Dati da elaborare:

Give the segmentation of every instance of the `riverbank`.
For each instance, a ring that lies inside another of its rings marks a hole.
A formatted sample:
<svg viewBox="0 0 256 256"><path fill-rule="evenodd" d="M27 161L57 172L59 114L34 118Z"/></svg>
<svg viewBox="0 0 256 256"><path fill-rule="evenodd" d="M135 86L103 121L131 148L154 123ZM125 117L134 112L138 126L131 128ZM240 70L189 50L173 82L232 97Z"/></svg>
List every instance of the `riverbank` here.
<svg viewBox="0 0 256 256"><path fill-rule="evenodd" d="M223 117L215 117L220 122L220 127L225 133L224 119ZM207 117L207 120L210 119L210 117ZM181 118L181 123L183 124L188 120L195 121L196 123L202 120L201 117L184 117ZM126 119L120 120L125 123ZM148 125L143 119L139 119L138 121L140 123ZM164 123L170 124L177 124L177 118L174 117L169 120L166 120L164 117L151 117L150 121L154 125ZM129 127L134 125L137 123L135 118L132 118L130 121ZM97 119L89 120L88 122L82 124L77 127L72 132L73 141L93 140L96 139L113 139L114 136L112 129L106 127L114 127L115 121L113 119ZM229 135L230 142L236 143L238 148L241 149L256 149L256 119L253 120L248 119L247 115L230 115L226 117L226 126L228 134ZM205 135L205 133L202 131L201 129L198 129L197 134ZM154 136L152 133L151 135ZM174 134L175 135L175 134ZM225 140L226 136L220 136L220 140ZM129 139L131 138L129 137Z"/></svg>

Breve problema: Inserisci tutte le righe dei record in una lista JSON di stringhe, con una stringa per ciascuna riga e senza le righe vuote.

Risposta corretta:
[
  "Give the segmentation of every instance of the `riverbank`.",
  "For each instance, a ring that lies inside another of its rings marks a hole.",
  "A formatted sample:",
  "<svg viewBox=\"0 0 256 256\"><path fill-rule=\"evenodd\" d=\"M27 161L57 172L59 114L34 118Z\"/></svg>",
  "<svg viewBox=\"0 0 256 256\"><path fill-rule=\"evenodd\" d=\"M135 86L103 121L131 148L154 123ZM125 117L134 112L138 126L131 128ZM240 70L189 50L173 82L232 97Z\"/></svg>",
  "List every instance of the `riverbank` here.",
  "<svg viewBox=\"0 0 256 256\"><path fill-rule=\"evenodd\" d=\"M223 117L215 117L220 122L220 127L225 133L224 119ZM207 117L207 120L210 119L210 117ZM181 118L181 123L183 124L188 120L195 121L196 123L202 120L201 117L184 117ZM126 119L120 120L125 123ZM148 125L143 119L139 119L138 121L140 123ZM164 123L170 124L177 124L177 118L174 117L169 120L166 120L164 117L151 117L150 121L154 125ZM129 127L134 125L137 123L135 118L132 118L130 121ZM97 119L89 120L88 122L82 124L77 127L72 132L73 141L93 140L96 139L113 139L114 136L112 129L106 127L114 127L115 121L113 119ZM229 135L230 142L236 143L238 148L241 149L256 149L256 119L253 120L248 119L247 115L230 115L226 117L226 126L228 134ZM205 135L205 133L202 131L201 129L198 129L197 134ZM154 136L152 133L151 135ZM174 134L175 135L175 134ZM225 140L226 136L220 136L220 140ZM129 139L131 138L129 137Z\"/></svg>"
]